Outside of the Seal Islands all trade in this territory of Alaska is entirely open to the public. There is no need of protecting the fur-bearing animals elsewhere, unless it may be by a few wholesome general restrictions in regard to the sea-otter chase. The country itself protects the animals on the mainland and other islands by its rugged, forbidding, and inhospitable exterior.

The treasury officials on the Seal Islands are charged with the careful observance of every act of the company; a copy of the lease and its covenant is conspicuously posted in their office; is translated into Russian, and is familiar to all the natives. The company directs its own labor, in accordance with the law, as it sees fit; selects its time of working, etc. The natives themselves work under the direction of their own chosen foremen, or “toyones.” These chiefs call out the men at the break of every working-day, divide them into detachments according to the nature of the service, and order their working. All communications with the laborers on the sealing-ground and the company passes through their hands, those chiefs having every day an understanding with the agent of the company as to his wishes, and they govern themselves thereby.

+ + +

**What you need to do**
(a) Answer these questions from the Seal Islands text:
(i) What protects the fur-bearing animals on the mainland and other islands?
(ii) Into what language is the lease and its covenant translated?
(iii) What are the natives' own chosen foremen called?
(b) Set out everything in the listing from its first line down to the line containing "[[368, 209], [342, 209]]", both ends included, as a numbered list with blank lines left out.

**Source records**
+ + +

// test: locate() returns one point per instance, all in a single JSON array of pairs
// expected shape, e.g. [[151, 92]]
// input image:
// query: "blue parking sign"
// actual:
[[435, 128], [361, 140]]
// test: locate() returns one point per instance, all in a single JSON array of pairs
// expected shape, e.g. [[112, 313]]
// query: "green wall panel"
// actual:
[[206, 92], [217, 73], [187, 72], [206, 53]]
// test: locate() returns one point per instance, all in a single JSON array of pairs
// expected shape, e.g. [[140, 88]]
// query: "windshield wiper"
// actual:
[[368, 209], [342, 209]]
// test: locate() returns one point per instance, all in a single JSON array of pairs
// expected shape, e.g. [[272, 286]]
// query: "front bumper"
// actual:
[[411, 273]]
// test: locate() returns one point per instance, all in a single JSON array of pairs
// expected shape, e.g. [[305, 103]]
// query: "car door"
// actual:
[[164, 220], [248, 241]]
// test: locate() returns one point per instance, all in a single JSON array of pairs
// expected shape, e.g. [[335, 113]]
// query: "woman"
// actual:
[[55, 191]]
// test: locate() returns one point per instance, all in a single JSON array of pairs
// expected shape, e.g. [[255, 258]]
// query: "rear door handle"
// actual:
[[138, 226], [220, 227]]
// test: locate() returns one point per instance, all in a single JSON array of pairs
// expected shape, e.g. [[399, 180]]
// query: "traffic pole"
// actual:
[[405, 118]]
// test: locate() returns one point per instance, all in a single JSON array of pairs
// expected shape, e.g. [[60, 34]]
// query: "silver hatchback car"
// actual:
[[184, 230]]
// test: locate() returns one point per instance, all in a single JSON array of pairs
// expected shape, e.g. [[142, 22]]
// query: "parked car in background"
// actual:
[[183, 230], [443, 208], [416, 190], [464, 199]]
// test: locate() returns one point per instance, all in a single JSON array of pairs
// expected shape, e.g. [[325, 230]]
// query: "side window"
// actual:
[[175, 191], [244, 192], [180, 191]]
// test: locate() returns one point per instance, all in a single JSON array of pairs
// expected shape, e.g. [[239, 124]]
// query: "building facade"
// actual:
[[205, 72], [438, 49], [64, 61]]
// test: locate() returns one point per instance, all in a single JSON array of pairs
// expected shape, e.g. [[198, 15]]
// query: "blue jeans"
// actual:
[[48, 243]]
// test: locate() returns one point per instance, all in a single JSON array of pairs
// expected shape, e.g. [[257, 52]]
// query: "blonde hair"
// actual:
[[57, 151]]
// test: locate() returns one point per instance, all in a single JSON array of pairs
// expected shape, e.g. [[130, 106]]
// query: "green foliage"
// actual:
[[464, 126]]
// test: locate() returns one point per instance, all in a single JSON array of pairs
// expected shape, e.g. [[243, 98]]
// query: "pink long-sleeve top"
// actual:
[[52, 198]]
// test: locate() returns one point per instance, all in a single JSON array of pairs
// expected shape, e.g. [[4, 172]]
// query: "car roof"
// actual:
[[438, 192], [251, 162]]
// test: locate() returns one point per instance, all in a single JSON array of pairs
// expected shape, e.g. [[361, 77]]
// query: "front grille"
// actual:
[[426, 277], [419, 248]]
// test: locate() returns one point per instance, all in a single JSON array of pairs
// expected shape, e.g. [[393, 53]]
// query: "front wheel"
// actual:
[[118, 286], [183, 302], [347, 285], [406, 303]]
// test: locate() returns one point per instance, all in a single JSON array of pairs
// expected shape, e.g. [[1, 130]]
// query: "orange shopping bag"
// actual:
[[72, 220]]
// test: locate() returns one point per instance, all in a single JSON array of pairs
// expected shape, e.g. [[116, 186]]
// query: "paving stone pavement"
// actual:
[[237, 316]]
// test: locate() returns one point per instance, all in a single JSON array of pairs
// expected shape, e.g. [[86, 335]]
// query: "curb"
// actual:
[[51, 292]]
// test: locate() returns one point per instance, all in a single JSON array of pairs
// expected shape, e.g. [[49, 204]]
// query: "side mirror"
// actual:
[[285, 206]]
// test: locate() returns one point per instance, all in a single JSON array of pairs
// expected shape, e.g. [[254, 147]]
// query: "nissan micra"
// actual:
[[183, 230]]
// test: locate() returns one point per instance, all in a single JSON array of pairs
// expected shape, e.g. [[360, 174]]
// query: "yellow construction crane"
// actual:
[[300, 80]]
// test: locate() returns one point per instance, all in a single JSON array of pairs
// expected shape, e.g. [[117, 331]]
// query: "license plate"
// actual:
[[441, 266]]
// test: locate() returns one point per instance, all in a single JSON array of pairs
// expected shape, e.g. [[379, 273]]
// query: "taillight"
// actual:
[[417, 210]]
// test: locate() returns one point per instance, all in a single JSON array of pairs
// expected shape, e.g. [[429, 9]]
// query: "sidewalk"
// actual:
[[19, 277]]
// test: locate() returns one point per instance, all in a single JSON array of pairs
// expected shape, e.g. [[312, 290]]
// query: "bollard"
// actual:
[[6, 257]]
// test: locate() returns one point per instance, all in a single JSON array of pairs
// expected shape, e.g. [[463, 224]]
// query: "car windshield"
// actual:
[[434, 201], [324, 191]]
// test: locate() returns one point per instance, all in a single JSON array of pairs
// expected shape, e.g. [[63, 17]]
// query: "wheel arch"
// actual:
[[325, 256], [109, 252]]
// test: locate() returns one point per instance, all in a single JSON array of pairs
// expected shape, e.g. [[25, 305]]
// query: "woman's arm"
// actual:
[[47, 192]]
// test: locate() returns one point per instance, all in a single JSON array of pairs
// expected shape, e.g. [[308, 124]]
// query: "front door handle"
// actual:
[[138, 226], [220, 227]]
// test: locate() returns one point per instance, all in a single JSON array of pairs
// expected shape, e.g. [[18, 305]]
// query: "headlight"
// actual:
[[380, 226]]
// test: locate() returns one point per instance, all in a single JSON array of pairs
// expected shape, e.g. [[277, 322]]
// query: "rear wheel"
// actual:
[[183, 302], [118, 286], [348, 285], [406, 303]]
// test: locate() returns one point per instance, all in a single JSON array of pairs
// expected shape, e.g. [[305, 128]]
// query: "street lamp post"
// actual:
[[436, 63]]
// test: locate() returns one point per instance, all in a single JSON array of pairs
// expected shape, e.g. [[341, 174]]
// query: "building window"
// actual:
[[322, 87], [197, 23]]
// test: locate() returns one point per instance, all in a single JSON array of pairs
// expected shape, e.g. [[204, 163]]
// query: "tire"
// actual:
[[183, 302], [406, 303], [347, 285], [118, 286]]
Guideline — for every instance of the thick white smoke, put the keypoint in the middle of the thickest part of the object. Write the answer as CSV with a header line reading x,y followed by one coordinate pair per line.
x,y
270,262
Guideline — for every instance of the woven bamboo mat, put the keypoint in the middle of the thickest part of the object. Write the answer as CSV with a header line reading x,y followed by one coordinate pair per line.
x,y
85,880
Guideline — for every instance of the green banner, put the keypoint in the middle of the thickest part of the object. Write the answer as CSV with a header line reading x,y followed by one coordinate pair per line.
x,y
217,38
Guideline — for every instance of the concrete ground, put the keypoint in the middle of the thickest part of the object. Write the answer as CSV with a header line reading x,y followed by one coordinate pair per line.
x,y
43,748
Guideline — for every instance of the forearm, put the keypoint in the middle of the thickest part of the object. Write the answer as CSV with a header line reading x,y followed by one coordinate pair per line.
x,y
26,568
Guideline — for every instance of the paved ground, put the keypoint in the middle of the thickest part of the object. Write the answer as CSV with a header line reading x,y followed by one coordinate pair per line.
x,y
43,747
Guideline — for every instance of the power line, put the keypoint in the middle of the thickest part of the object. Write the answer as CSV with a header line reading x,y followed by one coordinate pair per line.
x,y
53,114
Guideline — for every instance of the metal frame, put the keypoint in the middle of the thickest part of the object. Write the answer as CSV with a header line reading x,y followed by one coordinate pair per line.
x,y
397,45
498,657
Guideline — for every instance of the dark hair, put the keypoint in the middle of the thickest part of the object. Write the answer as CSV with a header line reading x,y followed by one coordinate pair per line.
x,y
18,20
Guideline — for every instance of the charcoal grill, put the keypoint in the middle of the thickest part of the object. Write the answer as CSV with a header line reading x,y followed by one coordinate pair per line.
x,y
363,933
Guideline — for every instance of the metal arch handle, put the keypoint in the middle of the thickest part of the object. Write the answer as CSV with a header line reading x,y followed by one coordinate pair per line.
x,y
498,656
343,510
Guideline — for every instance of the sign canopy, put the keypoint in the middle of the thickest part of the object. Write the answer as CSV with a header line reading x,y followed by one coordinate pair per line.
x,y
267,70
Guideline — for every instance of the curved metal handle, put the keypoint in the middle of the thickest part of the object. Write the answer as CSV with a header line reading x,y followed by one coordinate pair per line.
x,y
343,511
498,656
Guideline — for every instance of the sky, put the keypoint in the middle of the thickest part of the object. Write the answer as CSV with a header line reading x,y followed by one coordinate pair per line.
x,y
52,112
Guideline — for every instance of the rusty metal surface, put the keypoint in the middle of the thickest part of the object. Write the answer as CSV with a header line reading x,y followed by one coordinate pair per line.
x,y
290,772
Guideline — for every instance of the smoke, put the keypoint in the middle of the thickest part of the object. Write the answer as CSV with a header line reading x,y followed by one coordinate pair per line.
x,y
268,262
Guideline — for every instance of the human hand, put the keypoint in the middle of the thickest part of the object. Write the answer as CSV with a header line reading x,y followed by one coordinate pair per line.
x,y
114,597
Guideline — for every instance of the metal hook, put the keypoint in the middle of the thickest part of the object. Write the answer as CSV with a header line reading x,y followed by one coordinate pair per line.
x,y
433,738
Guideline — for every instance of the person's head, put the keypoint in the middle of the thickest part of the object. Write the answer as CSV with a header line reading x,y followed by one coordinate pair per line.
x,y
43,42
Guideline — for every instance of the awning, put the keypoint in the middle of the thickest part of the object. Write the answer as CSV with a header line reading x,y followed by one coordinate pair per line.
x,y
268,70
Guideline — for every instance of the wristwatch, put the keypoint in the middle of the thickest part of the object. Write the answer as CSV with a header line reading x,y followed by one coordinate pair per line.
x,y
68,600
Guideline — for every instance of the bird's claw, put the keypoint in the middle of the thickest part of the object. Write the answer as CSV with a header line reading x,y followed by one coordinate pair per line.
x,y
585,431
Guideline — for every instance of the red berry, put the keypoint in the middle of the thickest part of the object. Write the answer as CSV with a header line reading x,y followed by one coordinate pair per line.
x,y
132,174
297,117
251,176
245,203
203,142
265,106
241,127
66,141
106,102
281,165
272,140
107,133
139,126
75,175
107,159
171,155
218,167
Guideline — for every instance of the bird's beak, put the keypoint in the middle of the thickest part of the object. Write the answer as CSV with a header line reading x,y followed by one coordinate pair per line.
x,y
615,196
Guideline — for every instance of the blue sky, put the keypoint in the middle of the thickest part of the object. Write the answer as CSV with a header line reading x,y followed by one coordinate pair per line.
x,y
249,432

+ + +

**Answers to the problems**
(a)
(i) The country itself, by its rugged, forbidding, and inhospitable exterior.
(ii) Russian.
(iii) "Toyones."

(b)
1. // test: locate() returns one point per instance, all in a single JSON array of pairs
2. // expected shape, e.g. [[151, 92]]
3. // input image:
4. // query: "blue parking sign"
5. // actual:
6. [[435, 128], [361, 140]]
7. // test: locate() returns one point per instance, all in a single JSON array of pairs
8. // expected shape, e.g. [[112, 313]]
9. // query: "green wall panel"
10. // actual:
11. [[206, 92], [217, 73], [187, 72], [206, 53]]
12. // test: locate() returns one point per instance, all in a single JSON array of pairs
13. // expected shape, e.g. [[140, 88]]
14. // query: "windshield wiper"
15. // actual:
16. [[368, 209], [342, 209]]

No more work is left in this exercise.